## AUFGABE:
Schreiben Sie aus dem Text zur Mieterhöhung unten einen Abschnitt wörtlich ab. Beginnen Sie bei den Worten „Entscheidungsstichwort (Thema)“ und hören Sie nach „Leitsatz (amtlich)“ auf.

## TEXTAUSZUG:
───
Entscheidungsstichwort (Thema)

Notwendige Streitgenossenschaft bei Zustimmungsklage zur Mieterhöhung: Vermieterstellung nach Schenkung eines Grundstücksmiteigentumsanteils

 

Leitsatz (amtlich)

(abgedruckt in Wohnungswirtschaft & Mietrecht WuM)

Verschenkt der vermietende Grundstückseigentümer während des bestehenden Mietverhältnisses einen Miteigentumsanteil (hier: an seine Ehefrau), so erlangt der Beschenkte mit dem Eigentumserwerb die Stellung des Mitvermieters.

 

Tatbestand

(aus Wohnungswirtschaft und Mietrecht WuM) Zwischen Mieter und Vermieter wurde 1988 ein Mietvertrag abgeschlossen. Der Vermieter heiratete in der Folgezeit und übertrug 1996 seiner neuen Ehefrau einen ideellen Miteigentumsanteil an dem Grundstück in Form einer Schenkung. Im November 1999 verlangten der Vermieter und seine Ehefrau die Zustimmung zur Mieterhöhung gemäß §2 MHG zum 1. 2. 2000. Als der Mieter der Mieterhöhung nicht zustimmte, erhob lediglich der Vermieter ohne seine Ehefrau Klage auf Zustimmung zur Erhöhung der Miete.
───
## DATENTEIL:
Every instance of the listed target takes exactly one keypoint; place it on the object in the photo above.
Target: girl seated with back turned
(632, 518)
───
## SCHRIFTLICHE ANTWORT:
Entscheidungsstichwort (Thema)

Notwendige Streitgenossenschaft bei Zustimmungsklage zur Mieterhöhung: Vermieterstellung nach Schenkung eines Grundstücksmiteigentumsanteils

 

Leitsatz (amtlich)